Segmentation data:

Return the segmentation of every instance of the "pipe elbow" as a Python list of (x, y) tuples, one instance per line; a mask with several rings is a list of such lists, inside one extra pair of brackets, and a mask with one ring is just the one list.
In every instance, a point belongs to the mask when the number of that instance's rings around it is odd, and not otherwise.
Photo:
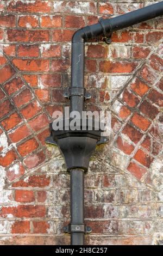
[(85, 33), (83, 28), (76, 31), (73, 35), (72, 42), (84, 42)]

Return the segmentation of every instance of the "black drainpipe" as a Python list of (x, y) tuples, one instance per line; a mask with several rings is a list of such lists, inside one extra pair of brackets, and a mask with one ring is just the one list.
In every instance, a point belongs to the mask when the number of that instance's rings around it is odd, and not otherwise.
[[(70, 111), (80, 113), (83, 110), (84, 100), (90, 94), (84, 88), (85, 42), (102, 35), (107, 44), (111, 42), (112, 32), (121, 29), (163, 14), (163, 2), (111, 19), (100, 19), (99, 22), (77, 31), (72, 40), (71, 87), (65, 93), (70, 100)], [(71, 120), (70, 118), (70, 120)], [(65, 119), (64, 118), (64, 121)], [(81, 120), (82, 124), (82, 120)], [(101, 136), (100, 129), (91, 131), (88, 124), (83, 130), (72, 131), (64, 125), (62, 131), (55, 131), (50, 124), (51, 136), (46, 142), (58, 145), (65, 158), (71, 175), (71, 222), (64, 231), (71, 233), (71, 245), (84, 244), (84, 234), (91, 229), (84, 224), (84, 174), (87, 170), (90, 156), (97, 144), (107, 142)]]

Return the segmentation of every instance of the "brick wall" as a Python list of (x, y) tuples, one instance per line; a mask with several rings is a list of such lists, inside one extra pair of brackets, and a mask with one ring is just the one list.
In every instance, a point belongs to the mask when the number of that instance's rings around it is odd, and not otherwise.
[[(0, 243), (68, 244), (70, 176), (46, 145), (68, 101), (77, 29), (154, 1), (0, 1)], [(85, 175), (91, 245), (162, 240), (163, 23), (158, 17), (86, 44), (87, 109), (111, 111), (108, 144)]]

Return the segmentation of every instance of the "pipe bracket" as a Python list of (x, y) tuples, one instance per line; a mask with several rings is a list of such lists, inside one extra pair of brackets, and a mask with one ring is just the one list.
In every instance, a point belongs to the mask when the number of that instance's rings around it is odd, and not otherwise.
[(64, 92), (64, 96), (70, 99), (71, 96), (80, 96), (84, 97), (85, 100), (91, 99), (91, 94), (87, 92), (83, 87), (70, 87)]
[(85, 224), (68, 224), (64, 227), (64, 232), (67, 233), (90, 233), (92, 229)]

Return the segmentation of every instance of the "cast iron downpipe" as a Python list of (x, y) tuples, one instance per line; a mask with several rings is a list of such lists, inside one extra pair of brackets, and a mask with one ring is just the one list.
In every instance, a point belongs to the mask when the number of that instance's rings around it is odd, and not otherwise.
[[(77, 31), (72, 40), (71, 87), (65, 96), (70, 99), (70, 111), (82, 113), (84, 99), (90, 97), (84, 89), (85, 42), (103, 35), (106, 42), (110, 43), (112, 32), (137, 24), (163, 14), (163, 2), (153, 4), (111, 19), (100, 19), (99, 22)], [(71, 245), (84, 244), (84, 234), (91, 231), (84, 224), (84, 174), (90, 157), (97, 144), (103, 143), (102, 131), (54, 131), (50, 125), (51, 137), (47, 142), (57, 144), (71, 175), (71, 223), (64, 228), (71, 233)]]

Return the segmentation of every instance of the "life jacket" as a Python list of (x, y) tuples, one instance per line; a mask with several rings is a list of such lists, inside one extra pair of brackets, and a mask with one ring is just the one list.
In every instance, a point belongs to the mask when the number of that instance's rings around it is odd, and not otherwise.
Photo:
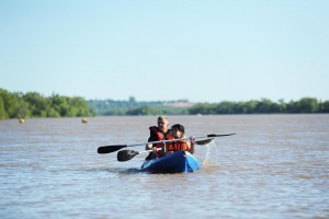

Exercise aim: From the entries above, pick out each line that contains the string "with". Matching is case-sensitive.

Written answer:
Return the segmentation of every instance of the "pipe elbow" as a Python list of (x, y) tuples, one instance per line; a mask with several rings is a list of such lists, inside one extra pair of brackets, and a mask with one ring is just the one list.
Return the segmentation of every instance of the "black drainpipe" as a Python list of (x, y) tuples, one instance per line; a mask with several rings is a list of such lists, inside one extra pair of brackets, and a mask with one ring is just the one list.
Return the segmentation of every instance of the "brick wall" as a Python list of (x, y) tuples, one instance per line; a mask with several rings is a list of such lists, inside one extra pair of brackets, and a mask with one ring is just the one list.
Return the segmentation of every instance of the "pipe bracket" as a Python list of (x, y) tuples, one instance per line; a mask with several rings is a list of such lists, inside one extra pair of brackets, and a mask with one ring is just the one list.
Return the segmentation of every instance of the "cast iron downpipe" as a Python list of (x, y) tuples, one instance per line; a mask with several rings is a list of such lists, inside one extra pair of brackets, and a mask with one ring is just the one list.
Return the segmentation of every instance of the "life jacket" as a Python list of (x, y) tuples, one instance per line; a mask with several rings is a list of such lists, inside one extra pair of brackets, and a mask with one ring is just the one list.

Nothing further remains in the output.